::: ВЫБРАННЫЙ ФРАГМЕНТ

Это «первый случай не искупительного, а, напротив, увеличивающего
вину культа» _ 1. Форму культа здесь
приобретает огромное, ни с чем не сравнимое чувство вины, долг
настолько большой, что его никак нельзя возвратить. Это чувство
«вбивается» (einhaemmern) не только в сознание человека, но в
длительной перспективе предполагает полное заражение им самого
Бога. Только в этом состоянии он сольется с религией чистого культа,
какой видится Беньмину капитализм. Парадоксальным образом именно
с достижением этого состояния крайнего отчаяния и связывается
еще некоторая надежда.

Историческая беспрецедентность капитализма, по Беньямину, состоит
в том, что с религией ассоциируется уже не «реформа бытия», а
его расчленение на мелкие части (Zertruemmerung). Божественной
трансцендентности больше не существует; однако Бог странным образом
не умер, а превратился в «саму человеческую судьбу» _ 2. Первым это понял Ницше, который не замедлил
возложить выполнение заветов новой религии-культа на фигуру сверхчеловека,
которая стала необходимой в результате заражения Бога чувством
вины или, что то же самое, его принятием на себя человеческой
судьбы.

Четвертая черта капитализма как религии такова: поскольку Бог
скрывается, обратиться к нему становится возможным лишь на пике
его погружения в вину и долг (“im Zenith seiner Verschuldung»,
где «Schuld» – и долг, и вина), т.е. в ипостаси сверхчеловека
Ницше взрывает небо с помощью все возрастающей человечности сверхчеловека,
исключающей какое-либо искупление.

И здесь Беньямин, как бы невзначай, делает решающий ход. Капитализм
на Западе, замечает он, подобно паразиту, настолько прочно привился
к древу христианства, что вся история последнего является историей
его паразита, т.е. капитализма. Нет никакой независимой от капитализма
истории христианства – революционный тезис, не правда ли?

::::::

- [ПОРЯДОК РАБОТЫ]:
A. Перепишите дословно часть фрагмента о капитализме как религии от слов «Четвертая черта капитализма» до слов «исключающей какое-либо искупление.».
B. Кто, согласно фрагменту о капитализме как религии, первым понял, что Бог превратился в «саму человеческую судьбу»?
Следующие далее строки — это отдельный материал.

::: ПРИВЕДЁННЫЕ СТРОКИ

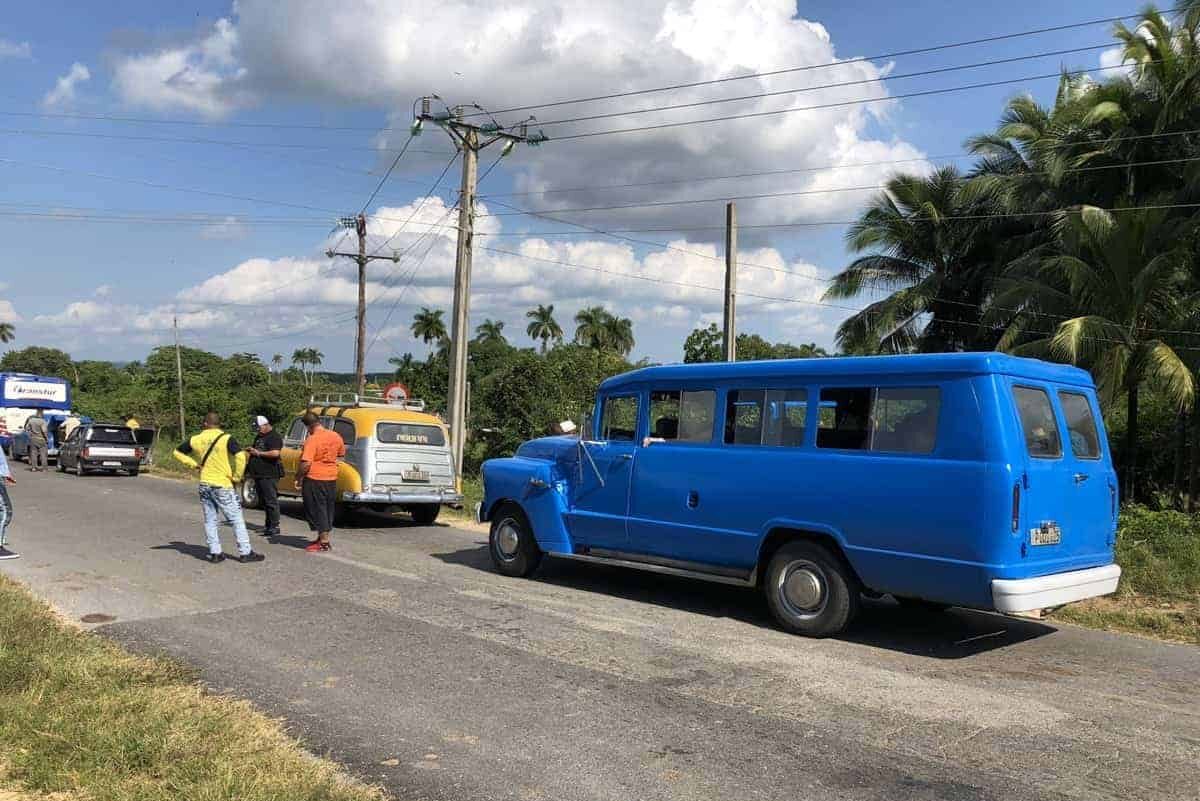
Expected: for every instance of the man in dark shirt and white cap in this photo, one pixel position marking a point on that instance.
(265, 470)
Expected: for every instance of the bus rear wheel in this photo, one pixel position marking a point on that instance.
(810, 590)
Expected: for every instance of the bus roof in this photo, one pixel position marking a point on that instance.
(843, 367)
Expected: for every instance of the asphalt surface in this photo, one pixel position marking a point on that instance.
(405, 657)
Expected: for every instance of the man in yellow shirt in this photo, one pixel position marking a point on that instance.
(221, 463)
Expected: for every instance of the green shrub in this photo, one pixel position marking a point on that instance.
(1159, 553)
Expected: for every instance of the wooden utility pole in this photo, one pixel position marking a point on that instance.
(179, 380)
(469, 137)
(731, 283)
(359, 224)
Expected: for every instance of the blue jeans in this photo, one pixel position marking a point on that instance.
(222, 501)
(5, 512)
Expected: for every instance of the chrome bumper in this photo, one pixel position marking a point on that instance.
(1054, 590)
(414, 495)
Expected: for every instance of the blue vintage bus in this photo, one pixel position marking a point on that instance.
(976, 480)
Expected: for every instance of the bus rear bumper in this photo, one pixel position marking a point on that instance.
(1054, 590)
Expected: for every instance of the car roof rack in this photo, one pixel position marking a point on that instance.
(370, 401)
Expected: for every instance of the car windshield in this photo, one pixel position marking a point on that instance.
(112, 434)
(409, 434)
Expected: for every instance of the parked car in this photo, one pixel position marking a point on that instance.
(975, 480)
(396, 457)
(101, 446)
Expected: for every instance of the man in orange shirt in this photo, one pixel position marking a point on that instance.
(317, 479)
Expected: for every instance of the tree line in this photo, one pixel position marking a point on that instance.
(1073, 238)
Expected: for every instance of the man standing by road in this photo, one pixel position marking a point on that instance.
(317, 480)
(221, 463)
(5, 506)
(265, 470)
(39, 441)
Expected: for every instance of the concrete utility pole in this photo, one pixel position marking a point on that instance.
(359, 224)
(179, 379)
(469, 137)
(731, 283)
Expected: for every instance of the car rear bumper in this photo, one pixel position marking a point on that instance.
(414, 495)
(1054, 590)
(113, 463)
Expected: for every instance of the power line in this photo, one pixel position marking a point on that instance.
(862, 101)
(822, 168)
(898, 76)
(828, 190)
(198, 140)
(880, 56)
(772, 297)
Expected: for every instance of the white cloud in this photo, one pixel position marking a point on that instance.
(64, 92)
(10, 49)
(202, 77)
(7, 313)
(231, 228)
(537, 50)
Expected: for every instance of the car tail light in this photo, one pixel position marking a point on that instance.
(1017, 507)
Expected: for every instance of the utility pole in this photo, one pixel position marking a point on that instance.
(731, 283)
(469, 138)
(179, 380)
(359, 224)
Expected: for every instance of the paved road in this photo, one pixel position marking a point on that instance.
(405, 657)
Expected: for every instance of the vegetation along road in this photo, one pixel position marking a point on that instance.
(406, 658)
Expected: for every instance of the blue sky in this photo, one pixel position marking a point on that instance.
(251, 276)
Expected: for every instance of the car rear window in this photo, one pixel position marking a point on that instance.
(409, 434)
(1041, 428)
(114, 434)
(1085, 441)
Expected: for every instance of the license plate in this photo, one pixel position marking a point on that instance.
(1049, 534)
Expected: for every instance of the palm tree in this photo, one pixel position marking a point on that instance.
(1117, 276)
(300, 357)
(315, 360)
(429, 326)
(405, 365)
(619, 333)
(592, 326)
(491, 331)
(936, 265)
(543, 325)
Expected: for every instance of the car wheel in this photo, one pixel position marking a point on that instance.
(922, 606)
(810, 591)
(425, 513)
(249, 493)
(511, 543)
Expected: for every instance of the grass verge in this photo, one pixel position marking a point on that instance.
(82, 717)
(1159, 591)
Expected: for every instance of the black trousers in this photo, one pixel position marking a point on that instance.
(319, 499)
(269, 495)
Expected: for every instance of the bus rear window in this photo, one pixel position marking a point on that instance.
(1041, 428)
(114, 434)
(409, 434)
(1085, 443)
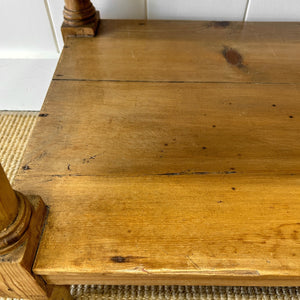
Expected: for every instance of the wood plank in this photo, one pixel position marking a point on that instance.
(134, 196)
(189, 229)
(185, 51)
(137, 129)
(169, 153)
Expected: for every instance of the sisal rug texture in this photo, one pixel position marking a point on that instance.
(15, 129)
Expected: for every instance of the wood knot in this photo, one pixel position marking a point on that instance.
(232, 56)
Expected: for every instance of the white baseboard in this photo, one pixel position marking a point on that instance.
(24, 82)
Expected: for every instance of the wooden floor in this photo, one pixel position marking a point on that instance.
(169, 153)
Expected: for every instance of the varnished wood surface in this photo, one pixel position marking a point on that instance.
(8, 202)
(185, 51)
(151, 181)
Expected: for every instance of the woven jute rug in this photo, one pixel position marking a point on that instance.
(15, 129)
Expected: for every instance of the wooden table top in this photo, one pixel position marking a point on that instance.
(169, 153)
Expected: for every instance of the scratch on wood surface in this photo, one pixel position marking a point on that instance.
(197, 173)
(193, 263)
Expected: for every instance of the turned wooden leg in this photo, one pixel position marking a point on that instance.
(80, 18)
(21, 222)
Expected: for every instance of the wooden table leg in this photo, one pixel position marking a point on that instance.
(80, 19)
(21, 222)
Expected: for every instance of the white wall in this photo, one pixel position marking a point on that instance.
(31, 38)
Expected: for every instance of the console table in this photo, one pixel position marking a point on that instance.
(166, 152)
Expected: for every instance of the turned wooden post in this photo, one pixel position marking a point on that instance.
(80, 19)
(21, 222)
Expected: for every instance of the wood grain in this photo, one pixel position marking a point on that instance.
(185, 51)
(140, 129)
(169, 153)
(194, 229)
(8, 202)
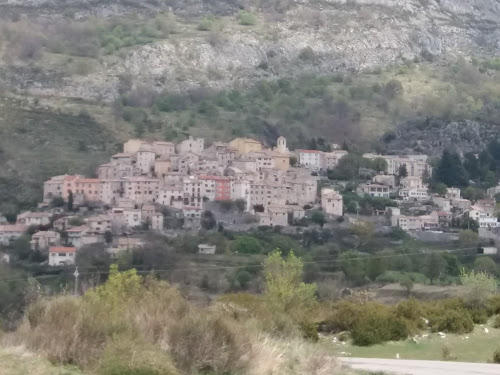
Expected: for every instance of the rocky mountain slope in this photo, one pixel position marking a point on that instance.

::::::

- [РЕЗУЛЬТАТЫ УПРАЖНЕНИЯ]:
A.
Четвертая черта капитализма как религии такова: поскольку Бог
скрывается, обратиться к нему становится возможным лишь на пике
его погружения в вину и долг (“im Zenith seiner Verschuldung»,
где «Schuld» – и долг, и вина), т.е. в ипостаси сверхчеловека
Ницше взрывает небо с помощью все возрастающей человечности сверхчеловека,
исключающей какое-либо искупление.

B. Первым это понял Ницше.